_Document extract_.
Segment Open
I’m not writing about fantasy today, though. At heart, my allegiance belongs to science fiction. Granted, most of the credit for this belongs to Star Wars, which is more accurately described as science-fantasy, but come on. Laser swords. It’s really hard to top that, you guys. Coupled with mystical psychic powers guarded by a fallen monastic order, I was hooked.

I wasn’t the only one. The Star Wars series spawned a literal legion of followers who are deeply loyal to the series, whose numbers are only rivaled by similar fandoms such as Star Trek and Harry Potter. What it did for popular culture can’t properly be measured, but it did so by playing on the twin fetishes that would be characteristic of our generation: technology and the paranormal.

Now I’ve read enough Asimov to know that Star Wars is not even close to being hard sci-fi, and the psychic powers featured get the same surface-level treatment. In fact, not much about Star Wars is deeper than surface-level; but then, it really didn’t have to be. Like most good stories, it was driven by its characters and their relationships and struggles within a world that relied on our fascination of the unexplained to give it substance.

That fascination persists. This is due in part, I think, because of the mounting (albeit mostly anecdotal) evidence for paranormal phenomena in the real world. Since the dawn of time there have been stories of spirits and ghosts and monsters, but as our society has turned ever more toward the importance of the mind, so too have our ways of explaining the unexplainable. The mind has become our temple, and on our shrines to it burn the incense of learning. It’s no wonder that our methods of dealing with the more mystical aspects of the universe have become so mind-focused.

Just take a look at the past ten years of media. Movies such as Next, Chronicle, and Push. Television shows like Firefly, The Dead Zone, and even Doctor Who. The many incarnations of the X-Men. Psychic powers draw a lot of attention in the realm of fiction. Isn’t it curious, then, that they are so often scoffed at when people are asked to take them seriously? Well, not really.
Segment Closed
_Exercise instructions_.
**A)** Name every television show listed in the post about Star Wars and psychic powers.
**B)** Copy the post about Star Wars and psychic powers word for word, from "Just take a" up to and including "Well, not really.".

_Input data_.
Segment Open
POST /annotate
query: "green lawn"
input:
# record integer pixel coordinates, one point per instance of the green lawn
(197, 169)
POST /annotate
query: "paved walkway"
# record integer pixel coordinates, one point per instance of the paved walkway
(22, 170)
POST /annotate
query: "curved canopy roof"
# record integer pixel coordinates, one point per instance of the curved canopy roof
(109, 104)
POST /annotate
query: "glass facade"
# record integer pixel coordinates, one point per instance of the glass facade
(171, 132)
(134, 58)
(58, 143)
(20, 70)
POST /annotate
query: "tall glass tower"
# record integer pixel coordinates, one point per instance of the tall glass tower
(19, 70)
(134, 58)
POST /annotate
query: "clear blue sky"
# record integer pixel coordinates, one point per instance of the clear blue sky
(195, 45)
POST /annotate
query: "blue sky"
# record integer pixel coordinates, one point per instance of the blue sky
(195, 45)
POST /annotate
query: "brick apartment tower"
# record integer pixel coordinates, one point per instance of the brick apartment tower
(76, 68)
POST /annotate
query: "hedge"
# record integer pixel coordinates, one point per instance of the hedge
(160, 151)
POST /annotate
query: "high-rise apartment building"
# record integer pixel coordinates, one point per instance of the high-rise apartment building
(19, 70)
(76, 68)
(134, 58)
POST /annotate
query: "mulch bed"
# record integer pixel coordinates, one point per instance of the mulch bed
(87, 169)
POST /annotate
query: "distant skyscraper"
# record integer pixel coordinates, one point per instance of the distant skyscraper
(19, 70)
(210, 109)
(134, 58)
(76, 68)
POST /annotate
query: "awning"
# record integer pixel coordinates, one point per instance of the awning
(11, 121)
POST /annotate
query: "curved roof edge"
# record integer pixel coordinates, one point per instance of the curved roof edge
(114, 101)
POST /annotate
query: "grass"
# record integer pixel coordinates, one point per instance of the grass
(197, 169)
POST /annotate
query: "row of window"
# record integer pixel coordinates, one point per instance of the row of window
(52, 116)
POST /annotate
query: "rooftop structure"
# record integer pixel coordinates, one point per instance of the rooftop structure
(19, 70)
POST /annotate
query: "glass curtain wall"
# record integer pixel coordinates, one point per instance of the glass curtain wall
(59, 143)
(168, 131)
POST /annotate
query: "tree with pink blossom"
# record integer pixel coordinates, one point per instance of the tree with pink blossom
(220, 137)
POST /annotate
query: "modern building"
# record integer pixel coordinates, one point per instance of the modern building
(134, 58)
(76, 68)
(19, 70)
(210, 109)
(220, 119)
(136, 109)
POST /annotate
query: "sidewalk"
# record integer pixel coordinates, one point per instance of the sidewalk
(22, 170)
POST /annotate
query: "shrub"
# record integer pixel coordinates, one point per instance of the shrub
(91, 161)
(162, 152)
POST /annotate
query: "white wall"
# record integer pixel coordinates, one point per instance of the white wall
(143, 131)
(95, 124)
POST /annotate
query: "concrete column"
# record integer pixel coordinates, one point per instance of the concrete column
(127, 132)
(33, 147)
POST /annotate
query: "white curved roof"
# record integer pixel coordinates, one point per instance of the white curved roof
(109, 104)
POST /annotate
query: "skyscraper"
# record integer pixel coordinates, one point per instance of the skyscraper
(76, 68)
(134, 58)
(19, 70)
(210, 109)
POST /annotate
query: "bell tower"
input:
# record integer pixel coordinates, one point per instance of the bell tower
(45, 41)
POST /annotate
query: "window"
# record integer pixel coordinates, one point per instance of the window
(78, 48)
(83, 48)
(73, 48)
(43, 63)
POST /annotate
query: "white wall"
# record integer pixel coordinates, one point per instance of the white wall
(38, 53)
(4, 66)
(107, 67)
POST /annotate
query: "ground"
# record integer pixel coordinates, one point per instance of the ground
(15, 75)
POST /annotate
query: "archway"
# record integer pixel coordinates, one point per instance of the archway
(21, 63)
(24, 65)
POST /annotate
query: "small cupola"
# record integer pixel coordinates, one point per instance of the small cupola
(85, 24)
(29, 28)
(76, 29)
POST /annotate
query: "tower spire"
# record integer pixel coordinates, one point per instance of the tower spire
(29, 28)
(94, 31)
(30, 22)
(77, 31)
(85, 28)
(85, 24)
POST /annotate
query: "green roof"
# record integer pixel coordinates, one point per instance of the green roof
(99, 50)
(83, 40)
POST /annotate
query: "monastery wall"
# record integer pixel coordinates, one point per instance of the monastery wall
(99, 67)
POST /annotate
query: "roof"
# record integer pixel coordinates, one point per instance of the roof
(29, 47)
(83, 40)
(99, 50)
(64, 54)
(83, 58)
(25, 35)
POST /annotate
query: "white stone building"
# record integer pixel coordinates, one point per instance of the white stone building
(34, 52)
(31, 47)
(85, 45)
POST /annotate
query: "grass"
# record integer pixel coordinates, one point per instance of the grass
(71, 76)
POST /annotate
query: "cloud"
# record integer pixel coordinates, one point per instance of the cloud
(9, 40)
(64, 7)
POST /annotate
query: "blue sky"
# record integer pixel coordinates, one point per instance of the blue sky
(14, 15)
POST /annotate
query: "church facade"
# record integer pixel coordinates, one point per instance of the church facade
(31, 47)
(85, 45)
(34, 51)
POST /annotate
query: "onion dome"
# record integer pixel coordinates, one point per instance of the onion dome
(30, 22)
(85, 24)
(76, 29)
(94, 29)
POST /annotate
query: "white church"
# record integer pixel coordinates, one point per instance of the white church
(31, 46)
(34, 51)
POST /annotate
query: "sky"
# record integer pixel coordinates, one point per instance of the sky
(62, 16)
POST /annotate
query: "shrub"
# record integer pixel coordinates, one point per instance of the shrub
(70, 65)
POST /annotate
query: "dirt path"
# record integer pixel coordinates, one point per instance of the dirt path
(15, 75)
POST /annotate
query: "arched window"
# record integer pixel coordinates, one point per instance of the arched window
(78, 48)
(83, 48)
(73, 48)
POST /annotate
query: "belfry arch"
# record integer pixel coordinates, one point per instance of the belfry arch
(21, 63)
Segment Closed
Segment Open
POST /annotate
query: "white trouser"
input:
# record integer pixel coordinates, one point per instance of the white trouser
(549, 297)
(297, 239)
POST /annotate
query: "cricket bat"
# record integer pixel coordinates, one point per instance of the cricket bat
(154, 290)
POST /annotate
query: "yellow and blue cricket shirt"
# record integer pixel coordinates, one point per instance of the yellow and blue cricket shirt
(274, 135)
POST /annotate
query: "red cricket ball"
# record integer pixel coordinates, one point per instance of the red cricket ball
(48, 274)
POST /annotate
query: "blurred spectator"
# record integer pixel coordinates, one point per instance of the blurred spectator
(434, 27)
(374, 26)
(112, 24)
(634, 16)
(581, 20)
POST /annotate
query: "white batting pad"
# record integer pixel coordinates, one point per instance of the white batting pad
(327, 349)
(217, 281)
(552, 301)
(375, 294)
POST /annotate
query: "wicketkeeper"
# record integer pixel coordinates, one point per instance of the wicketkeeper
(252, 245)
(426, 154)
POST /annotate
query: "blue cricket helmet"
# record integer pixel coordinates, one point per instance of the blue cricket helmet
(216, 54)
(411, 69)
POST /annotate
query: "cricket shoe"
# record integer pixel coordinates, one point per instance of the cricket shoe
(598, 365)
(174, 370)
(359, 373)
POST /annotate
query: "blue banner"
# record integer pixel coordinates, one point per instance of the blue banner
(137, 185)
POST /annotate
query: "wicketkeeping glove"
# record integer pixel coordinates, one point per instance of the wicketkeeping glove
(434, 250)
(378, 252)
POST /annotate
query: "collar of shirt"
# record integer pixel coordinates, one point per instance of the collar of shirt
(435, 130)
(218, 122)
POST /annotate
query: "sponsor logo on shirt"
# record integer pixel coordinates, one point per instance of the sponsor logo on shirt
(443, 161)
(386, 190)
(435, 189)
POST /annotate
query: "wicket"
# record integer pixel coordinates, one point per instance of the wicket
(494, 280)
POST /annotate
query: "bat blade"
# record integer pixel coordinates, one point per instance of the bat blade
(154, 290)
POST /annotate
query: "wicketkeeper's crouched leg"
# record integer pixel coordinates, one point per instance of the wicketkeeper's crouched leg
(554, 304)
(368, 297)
Segment Closed
_Responses in order_.
**A)** Firefly, The Dead Zone, Doctor Who

**B)**
Just take a look at the past ten years of media. Movies such as Next, Chronicle, and Push. Television shows like Firefly, The Dead Zone, and even Doctor Who. The many incarnations of the X-Men. Psychic powers draw a lot of attention in the realm of fiction. Isn’t it curious, then, that they are so often scoffed at when people are asked to take them seriously? Well, not really.